Information shown:
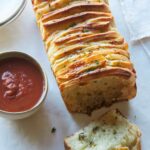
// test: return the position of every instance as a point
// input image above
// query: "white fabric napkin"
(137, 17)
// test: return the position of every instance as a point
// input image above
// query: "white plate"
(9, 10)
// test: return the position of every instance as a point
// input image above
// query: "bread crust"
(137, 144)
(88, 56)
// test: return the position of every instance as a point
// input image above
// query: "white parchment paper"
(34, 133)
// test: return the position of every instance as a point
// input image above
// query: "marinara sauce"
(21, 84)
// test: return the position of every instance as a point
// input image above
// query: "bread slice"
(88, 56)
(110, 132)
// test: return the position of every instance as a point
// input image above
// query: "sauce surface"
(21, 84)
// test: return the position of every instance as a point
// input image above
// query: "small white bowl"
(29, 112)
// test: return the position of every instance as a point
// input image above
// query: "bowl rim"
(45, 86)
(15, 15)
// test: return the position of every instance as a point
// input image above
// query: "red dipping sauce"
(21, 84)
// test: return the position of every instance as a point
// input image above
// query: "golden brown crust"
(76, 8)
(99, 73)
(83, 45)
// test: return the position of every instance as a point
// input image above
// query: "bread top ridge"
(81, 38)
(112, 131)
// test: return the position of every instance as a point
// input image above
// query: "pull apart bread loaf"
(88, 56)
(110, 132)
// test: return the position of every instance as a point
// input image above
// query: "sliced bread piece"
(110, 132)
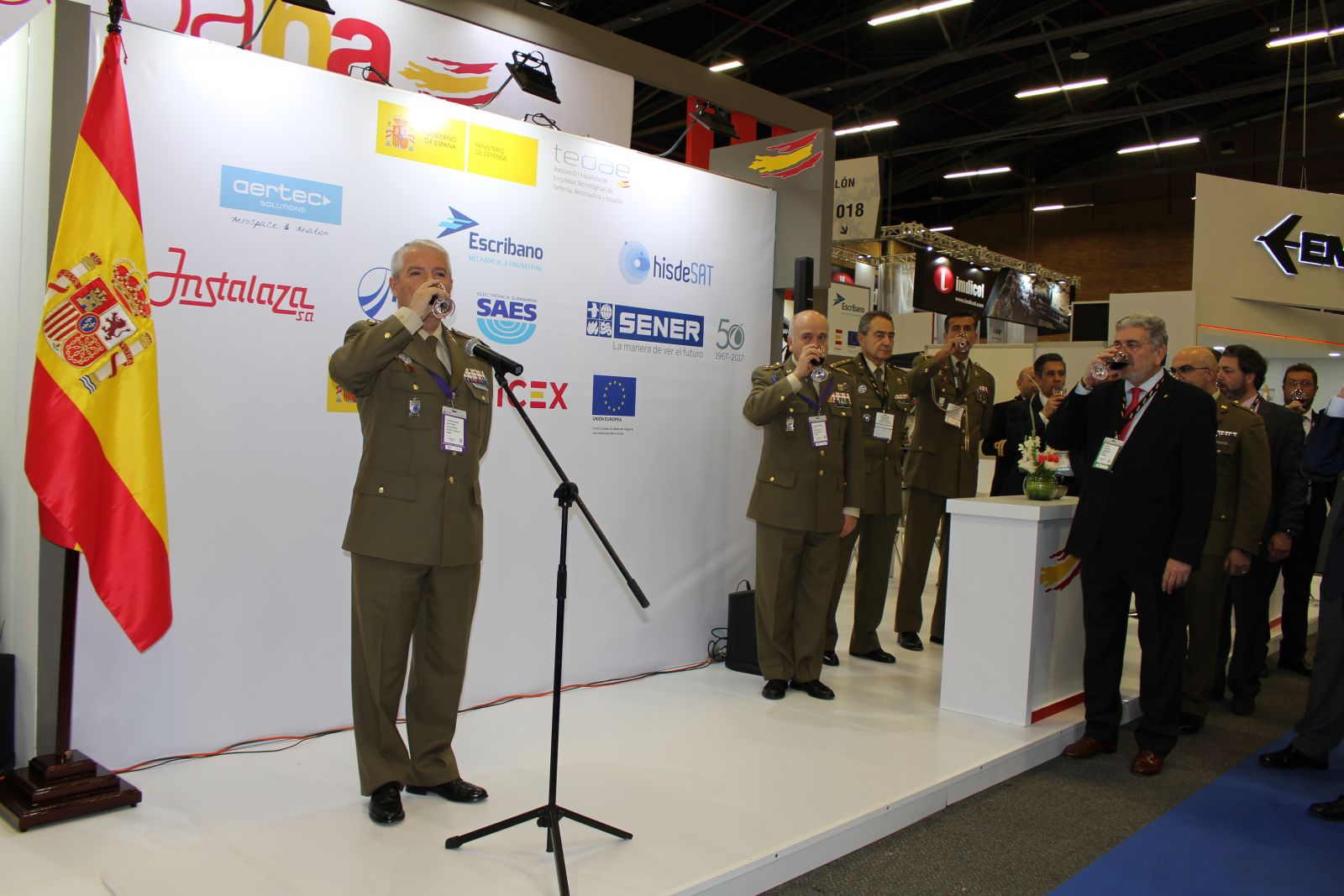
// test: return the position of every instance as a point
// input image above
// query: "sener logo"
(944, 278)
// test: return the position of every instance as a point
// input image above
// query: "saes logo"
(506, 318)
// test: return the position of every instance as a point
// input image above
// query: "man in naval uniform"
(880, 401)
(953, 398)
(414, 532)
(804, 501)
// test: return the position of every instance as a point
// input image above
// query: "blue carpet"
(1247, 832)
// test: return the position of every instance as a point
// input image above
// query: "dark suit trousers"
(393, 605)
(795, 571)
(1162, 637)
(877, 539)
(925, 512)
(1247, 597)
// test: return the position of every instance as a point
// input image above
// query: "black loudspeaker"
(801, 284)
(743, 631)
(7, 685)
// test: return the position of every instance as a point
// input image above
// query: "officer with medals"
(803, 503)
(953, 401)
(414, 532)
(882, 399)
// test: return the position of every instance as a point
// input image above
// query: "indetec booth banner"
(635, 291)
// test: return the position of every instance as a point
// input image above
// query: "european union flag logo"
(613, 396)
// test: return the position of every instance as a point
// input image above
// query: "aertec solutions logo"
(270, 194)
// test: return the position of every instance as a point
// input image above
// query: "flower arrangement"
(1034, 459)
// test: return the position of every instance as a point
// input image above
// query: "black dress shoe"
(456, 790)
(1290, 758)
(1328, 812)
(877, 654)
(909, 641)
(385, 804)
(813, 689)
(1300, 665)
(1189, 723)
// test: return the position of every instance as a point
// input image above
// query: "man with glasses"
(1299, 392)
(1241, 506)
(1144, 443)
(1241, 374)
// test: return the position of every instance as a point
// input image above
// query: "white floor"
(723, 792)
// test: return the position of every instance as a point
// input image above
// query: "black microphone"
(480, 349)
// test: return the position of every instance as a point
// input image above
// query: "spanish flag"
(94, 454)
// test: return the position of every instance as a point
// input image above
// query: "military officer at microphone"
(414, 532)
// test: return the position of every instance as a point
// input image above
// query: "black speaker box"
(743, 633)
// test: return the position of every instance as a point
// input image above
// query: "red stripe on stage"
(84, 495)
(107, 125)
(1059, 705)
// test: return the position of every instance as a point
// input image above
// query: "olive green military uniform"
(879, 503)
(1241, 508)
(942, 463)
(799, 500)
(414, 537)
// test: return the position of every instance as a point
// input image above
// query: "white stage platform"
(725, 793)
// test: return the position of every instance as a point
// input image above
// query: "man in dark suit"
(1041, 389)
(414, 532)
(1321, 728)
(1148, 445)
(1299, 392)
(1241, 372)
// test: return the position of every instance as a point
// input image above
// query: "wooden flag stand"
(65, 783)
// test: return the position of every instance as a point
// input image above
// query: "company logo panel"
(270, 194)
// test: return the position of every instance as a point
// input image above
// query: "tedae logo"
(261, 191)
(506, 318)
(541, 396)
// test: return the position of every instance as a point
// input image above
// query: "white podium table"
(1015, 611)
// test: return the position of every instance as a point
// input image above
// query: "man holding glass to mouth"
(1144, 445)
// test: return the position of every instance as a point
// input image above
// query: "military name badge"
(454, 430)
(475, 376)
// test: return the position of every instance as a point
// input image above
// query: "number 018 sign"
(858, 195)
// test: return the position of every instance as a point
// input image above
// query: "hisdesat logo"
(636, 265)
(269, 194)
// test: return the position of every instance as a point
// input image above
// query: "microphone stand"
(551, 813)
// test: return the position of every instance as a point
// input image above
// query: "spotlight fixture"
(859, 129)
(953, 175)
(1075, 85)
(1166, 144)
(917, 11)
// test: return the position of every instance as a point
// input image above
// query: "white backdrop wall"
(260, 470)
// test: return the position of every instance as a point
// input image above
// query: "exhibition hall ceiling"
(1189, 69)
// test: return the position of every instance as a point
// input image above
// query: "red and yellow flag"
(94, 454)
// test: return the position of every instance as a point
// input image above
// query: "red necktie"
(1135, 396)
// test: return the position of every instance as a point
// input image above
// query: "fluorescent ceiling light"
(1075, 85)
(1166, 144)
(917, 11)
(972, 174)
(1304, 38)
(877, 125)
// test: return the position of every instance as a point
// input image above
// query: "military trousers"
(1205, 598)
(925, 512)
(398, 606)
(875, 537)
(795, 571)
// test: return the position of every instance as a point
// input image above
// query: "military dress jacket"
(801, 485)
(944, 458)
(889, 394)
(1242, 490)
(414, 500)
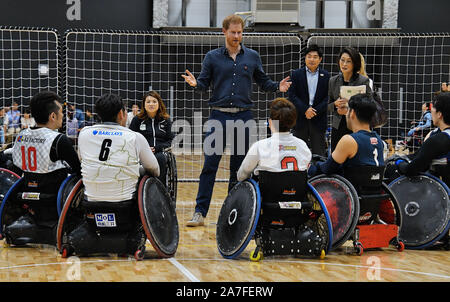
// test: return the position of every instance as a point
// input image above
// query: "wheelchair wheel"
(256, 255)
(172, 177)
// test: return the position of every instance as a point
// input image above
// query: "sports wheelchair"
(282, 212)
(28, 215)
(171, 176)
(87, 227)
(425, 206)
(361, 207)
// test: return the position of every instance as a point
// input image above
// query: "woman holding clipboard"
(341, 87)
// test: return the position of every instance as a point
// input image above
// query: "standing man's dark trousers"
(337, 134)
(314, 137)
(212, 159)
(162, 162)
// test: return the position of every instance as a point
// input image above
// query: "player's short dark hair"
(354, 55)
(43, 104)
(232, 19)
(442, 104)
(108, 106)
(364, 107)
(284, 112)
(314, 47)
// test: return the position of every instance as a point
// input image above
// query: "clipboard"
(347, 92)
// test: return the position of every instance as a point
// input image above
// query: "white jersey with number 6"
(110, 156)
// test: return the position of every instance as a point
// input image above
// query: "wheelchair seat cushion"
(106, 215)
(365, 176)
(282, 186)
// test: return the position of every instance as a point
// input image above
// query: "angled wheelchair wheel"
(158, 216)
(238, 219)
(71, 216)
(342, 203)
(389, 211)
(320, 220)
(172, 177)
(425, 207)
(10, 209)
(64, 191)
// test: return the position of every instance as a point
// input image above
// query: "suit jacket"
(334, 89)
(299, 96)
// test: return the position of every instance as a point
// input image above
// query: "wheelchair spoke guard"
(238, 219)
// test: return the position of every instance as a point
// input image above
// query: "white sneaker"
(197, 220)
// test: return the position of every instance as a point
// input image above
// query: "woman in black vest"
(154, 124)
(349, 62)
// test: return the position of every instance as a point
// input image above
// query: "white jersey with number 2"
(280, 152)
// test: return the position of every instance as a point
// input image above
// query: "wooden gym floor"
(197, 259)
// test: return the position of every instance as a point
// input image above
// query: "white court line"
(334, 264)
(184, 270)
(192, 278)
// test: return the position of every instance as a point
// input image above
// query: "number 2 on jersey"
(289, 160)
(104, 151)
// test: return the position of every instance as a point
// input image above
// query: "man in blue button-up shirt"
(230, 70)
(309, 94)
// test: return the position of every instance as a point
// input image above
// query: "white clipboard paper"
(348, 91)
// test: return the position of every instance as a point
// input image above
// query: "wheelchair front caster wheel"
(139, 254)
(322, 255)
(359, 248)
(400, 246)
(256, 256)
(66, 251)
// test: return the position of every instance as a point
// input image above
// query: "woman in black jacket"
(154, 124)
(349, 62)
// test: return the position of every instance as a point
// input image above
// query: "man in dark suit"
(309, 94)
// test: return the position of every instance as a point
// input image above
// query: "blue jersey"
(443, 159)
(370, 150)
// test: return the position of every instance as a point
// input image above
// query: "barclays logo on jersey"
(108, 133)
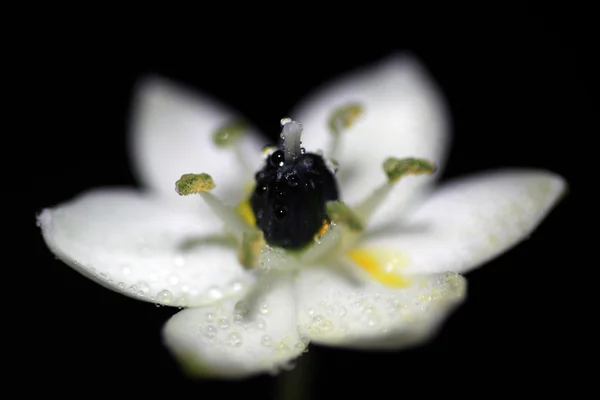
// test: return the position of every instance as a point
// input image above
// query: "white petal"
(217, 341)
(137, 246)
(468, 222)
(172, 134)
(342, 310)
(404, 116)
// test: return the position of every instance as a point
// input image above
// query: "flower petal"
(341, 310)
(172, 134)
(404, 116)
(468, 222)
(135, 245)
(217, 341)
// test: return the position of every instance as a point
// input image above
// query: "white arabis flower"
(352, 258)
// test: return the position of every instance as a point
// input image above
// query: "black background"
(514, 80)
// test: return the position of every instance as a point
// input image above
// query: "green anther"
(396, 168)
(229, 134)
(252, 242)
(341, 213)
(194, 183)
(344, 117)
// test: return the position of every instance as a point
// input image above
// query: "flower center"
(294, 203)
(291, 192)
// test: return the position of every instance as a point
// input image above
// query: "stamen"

Goal:
Gather every line from the entries above that contains the word "military". Only matches with the same case count.

Output for this exercise:
// query: "military officer at microphone"
// query: "olive green military uniform"
// query: "military name badge"
// query: "military trousers"
// query: "military dress jacket"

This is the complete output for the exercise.